* Passage to read:
((
Jole Dobe Na / Those Who Do Not Drown

A man leaning against a balcony railing and smoking a cigarette overlaid with red and white text.
still from the film JOLE NOBE DA

Naeem Mohaiemen’s film Jole Dobe Na / Those Who Do Not Drown (2020) was conceived in response to a prompt given by Delhi-based artist group Raqs Media Collective to think about the afterlife of caregivers. The film was commissioned in 2019 by the Yokohama Biennale and Bildmuseet Umea, and completed during the first months of the 2020 lockdown.  

In an empty hospital in Kolkata, a man faces protocols of blood, a subtly discriminatory office, and a vacant operating theater. His mind is on a loop of the last months of his wife’s life, when a quiet argument developed. When is the end of pharma-medical care; whose life is it anyway? They were an estranged couple, thrown back into intimacy by an unknown illness. Even in a dreamworld of his making, the paranoia of infection is twinned with a hesitant intimacy.
))
* Source data:
((
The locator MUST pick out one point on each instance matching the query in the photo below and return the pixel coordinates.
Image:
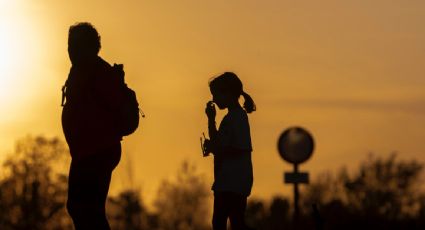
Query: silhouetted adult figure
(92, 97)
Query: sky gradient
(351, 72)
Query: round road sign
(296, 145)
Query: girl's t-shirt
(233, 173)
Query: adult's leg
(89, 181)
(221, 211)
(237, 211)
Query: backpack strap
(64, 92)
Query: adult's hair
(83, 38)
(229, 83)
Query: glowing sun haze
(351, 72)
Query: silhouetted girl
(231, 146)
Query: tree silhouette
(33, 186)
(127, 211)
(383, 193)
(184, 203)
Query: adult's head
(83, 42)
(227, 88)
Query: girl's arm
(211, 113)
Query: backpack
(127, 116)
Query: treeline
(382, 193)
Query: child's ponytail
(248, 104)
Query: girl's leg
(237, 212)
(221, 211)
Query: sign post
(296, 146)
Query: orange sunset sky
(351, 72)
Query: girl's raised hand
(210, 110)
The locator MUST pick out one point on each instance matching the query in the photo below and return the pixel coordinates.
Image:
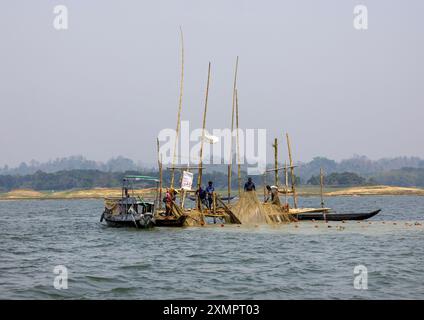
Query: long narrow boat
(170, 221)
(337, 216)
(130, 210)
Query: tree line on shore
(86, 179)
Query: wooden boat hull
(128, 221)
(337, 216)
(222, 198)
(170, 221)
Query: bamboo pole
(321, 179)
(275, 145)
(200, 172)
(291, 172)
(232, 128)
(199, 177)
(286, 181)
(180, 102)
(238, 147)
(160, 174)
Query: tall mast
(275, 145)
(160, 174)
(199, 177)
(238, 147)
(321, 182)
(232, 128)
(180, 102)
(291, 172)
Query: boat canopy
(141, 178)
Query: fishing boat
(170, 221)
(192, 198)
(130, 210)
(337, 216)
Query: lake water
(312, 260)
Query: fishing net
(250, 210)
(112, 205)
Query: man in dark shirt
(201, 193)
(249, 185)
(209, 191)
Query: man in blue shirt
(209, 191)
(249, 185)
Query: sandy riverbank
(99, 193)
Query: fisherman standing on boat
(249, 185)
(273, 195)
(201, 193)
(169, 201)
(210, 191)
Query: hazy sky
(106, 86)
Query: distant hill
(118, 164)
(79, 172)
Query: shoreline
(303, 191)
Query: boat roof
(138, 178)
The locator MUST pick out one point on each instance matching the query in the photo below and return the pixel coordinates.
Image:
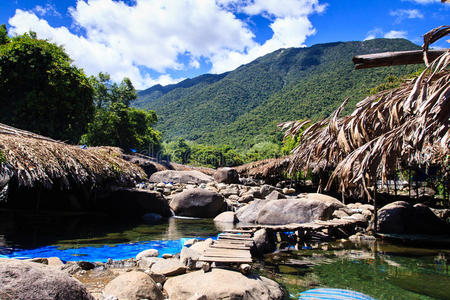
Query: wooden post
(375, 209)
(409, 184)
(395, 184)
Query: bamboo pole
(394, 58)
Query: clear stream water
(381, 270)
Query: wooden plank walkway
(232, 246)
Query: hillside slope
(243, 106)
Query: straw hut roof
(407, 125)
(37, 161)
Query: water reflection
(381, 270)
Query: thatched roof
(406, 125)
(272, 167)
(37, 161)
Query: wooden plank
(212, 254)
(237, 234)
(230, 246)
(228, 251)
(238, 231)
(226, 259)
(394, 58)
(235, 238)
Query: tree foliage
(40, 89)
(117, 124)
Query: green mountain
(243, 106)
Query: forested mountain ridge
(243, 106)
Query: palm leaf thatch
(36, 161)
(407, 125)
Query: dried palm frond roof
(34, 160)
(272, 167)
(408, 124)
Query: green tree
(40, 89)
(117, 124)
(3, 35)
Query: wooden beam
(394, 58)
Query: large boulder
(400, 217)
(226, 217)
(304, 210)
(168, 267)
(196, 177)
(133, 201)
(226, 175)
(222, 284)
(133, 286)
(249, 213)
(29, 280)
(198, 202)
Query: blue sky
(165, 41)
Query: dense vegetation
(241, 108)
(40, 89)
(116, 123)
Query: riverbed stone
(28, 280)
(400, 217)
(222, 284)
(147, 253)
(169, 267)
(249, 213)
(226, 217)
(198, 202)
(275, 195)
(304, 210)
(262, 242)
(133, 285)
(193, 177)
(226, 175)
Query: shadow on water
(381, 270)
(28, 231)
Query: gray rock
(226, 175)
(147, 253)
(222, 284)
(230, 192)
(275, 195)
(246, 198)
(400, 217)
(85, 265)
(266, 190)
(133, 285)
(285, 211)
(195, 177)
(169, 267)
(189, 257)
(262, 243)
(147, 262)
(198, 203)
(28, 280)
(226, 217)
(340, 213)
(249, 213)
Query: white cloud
))
* Exercise instructions:
- 1) Name every group or institution mentioned in the description of the film Jole Dobe Na / Those Who Do Not Drown.
- 2) Continue the description of the film Jole Dobe Na / Those Who Do Not Drown from where it stops.

* Task responses:
- 1) Raqs Media Collective, the Yokohama Biennale, and Bildmuseet Umea.

- 2)
The film revisits themes from the earlier film Tripoli Cancelled (2017) — family unit as locus for pain-beauty dyads, abandoned buildings as staging ground for lost souls, and the necessity of small prevarications to keep on living. In Tripoli, the boredom of daily life is punctuated by letters to an invisible wife, and endless readings of Richard Adams’ dark children’s fable Watership Down (1972). In Jole, a looping memory of final days is obstinately kept alive by the husband, and the book readings are from Syed Mujtaba Ali’s stories of Europe between the two world wars.

The screening will be followed by a conversation with filmmaker Naeem Mohaiemen.

Free admission! Sponsored by the Institute for Comparative Modernities.

About the filmmaker

Naeem Mohaiemen combines films, photography, drawings, and essays to research utopia-dystopia slippage in decolonizing South Asia after 1945.  He is Associate Professor of Visual Arts and Head of the Photography Concentration at the School of Arts, Columbia University.